Assignment:
Transcribe each line below word for word.

Task data:
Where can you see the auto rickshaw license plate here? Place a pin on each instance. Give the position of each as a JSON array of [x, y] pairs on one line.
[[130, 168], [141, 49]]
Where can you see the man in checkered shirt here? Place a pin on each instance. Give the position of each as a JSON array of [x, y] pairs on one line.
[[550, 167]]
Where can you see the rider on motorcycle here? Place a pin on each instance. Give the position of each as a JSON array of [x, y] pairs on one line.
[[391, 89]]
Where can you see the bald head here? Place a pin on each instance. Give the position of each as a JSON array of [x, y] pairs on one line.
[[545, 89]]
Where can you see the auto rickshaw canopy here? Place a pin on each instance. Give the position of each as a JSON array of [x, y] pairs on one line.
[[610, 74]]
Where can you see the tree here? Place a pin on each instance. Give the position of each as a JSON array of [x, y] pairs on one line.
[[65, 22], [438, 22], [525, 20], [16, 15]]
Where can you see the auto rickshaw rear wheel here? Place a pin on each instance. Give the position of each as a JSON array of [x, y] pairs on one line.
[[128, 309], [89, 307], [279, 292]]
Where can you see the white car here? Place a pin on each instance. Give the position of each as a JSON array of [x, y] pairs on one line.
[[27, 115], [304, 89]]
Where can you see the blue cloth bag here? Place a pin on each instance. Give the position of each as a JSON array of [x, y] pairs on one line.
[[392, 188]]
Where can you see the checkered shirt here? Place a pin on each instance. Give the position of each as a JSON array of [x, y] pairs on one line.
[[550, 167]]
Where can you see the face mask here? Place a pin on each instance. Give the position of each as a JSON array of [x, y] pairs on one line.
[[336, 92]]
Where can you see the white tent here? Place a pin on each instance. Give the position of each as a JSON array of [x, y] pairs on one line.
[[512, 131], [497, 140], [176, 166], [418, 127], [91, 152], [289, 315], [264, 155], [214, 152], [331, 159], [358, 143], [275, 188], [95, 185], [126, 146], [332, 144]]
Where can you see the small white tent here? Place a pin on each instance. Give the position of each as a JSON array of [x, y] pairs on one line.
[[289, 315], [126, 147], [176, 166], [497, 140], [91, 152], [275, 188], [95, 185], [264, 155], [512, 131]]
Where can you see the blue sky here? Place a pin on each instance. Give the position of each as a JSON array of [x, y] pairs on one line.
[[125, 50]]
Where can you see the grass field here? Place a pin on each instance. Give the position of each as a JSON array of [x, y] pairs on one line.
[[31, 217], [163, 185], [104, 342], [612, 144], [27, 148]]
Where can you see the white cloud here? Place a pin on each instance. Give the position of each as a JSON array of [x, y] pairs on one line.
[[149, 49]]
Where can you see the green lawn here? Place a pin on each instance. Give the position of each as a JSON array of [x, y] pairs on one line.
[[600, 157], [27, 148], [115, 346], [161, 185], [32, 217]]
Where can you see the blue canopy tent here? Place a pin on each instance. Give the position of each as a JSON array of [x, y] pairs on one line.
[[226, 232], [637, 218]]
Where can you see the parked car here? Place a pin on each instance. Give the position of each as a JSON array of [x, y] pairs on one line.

Your response:
Where can you see the auto rickshaw license plate here? Place a pin on each instance. Give the position of each as a JSON array of [x, y] pairs on one line.
[[130, 168], [141, 49]]
Where can you see the man in checkered shirt here? Place a pin on each instance. Give the position of each as a JSON array of [x, y] pairs on one line.
[[550, 167]]
Where can you see the rider on motorcycle here? Place a pin on each instance. Give the position of each as a JSON array of [x, y] pairs on one line.
[[391, 89]]
Where can you see the bald head here? Place a pin on each instance. Give the position of each as a JSON array of [x, y] pairs on one line.
[[545, 89]]
Where can you see the auto rickshaw canopy here? Place a pin on each instance. Give the position of each as a JSON array of [x, y] pairs on one line.
[[610, 74]]
Where can you see the tree here? Place a pin on each instance. Give the position of each as a JSON array of [x, y] pairs on one line.
[[65, 22], [438, 22], [525, 20], [16, 15]]
Where can you see the auto rickshaw rear wheel here? Place a pin on each instance. Give the position of each as a JSON array of [x, y] pairs on one line.
[[128, 309], [89, 307], [279, 292]]
Where can you see the white car here? Place a pin on each instance. Give the position of each as a JSON array of [x, y] pairs on one line.
[[27, 115], [304, 89]]
Where can you see the blue cloth bag here? Place a pin on each instance. Give the position of each as a JSON array of [x, y] pairs on one line.
[[392, 188]]
Where can you see the checkered shirt here? Place a pin on each instance. Give the position of each as a JSON array of [x, y] pairs on one line.
[[550, 167]]
Where can you see the face mask here? Place a pin on each instance. Give the position of each as a JSON array of [x, y] pairs on one line.
[[336, 92]]
Where can you see the white tent here? Place a pin on each instance. Give the position of each as a JSON array of [x, y] pairs on one line.
[[512, 131], [497, 140], [176, 166], [418, 127], [91, 152], [289, 315], [264, 155], [214, 152], [331, 159], [358, 143], [275, 188], [95, 185], [126, 146], [332, 144]]
Where can you see the small white tent here? Place a pin on each instance. Give the position of each as a JSON array of [x, y] pairs on one line.
[[289, 315], [126, 147], [176, 166], [497, 140], [91, 152], [275, 188], [95, 185], [264, 155], [512, 131]]
Where can you see the blue sky here? Place a pin on each instance. Give the position of each as a JSON array of [x, y] pairs on one line.
[[125, 50]]
Where can you see the grass field here? Place a pin on each instance. Give the position of each as a JSON array of [x, y] pairs on one line.
[[31, 217], [163, 185], [104, 342], [612, 144], [27, 148]]
Where can you see the white cloud here? Place a pin on each instance. Give the position of each as a JSON array of [x, y] pairs on one line.
[[149, 49]]
Where can you see the green lawn here? Place a pin on each instance. Give the position of each as a JSON array of [x, y] pairs on one line.
[[600, 157], [27, 148], [115, 346], [161, 185], [32, 217]]
Where can you see the blue canopy tent here? Place a pin on each instance. Give the position of each as a JSON array of [x, y] pairs on one line.
[[226, 232], [637, 218]]
Where can you see the parked car here? Place a pin on each instance. Give the position of each as a JSON array of [x, y] pairs on one line.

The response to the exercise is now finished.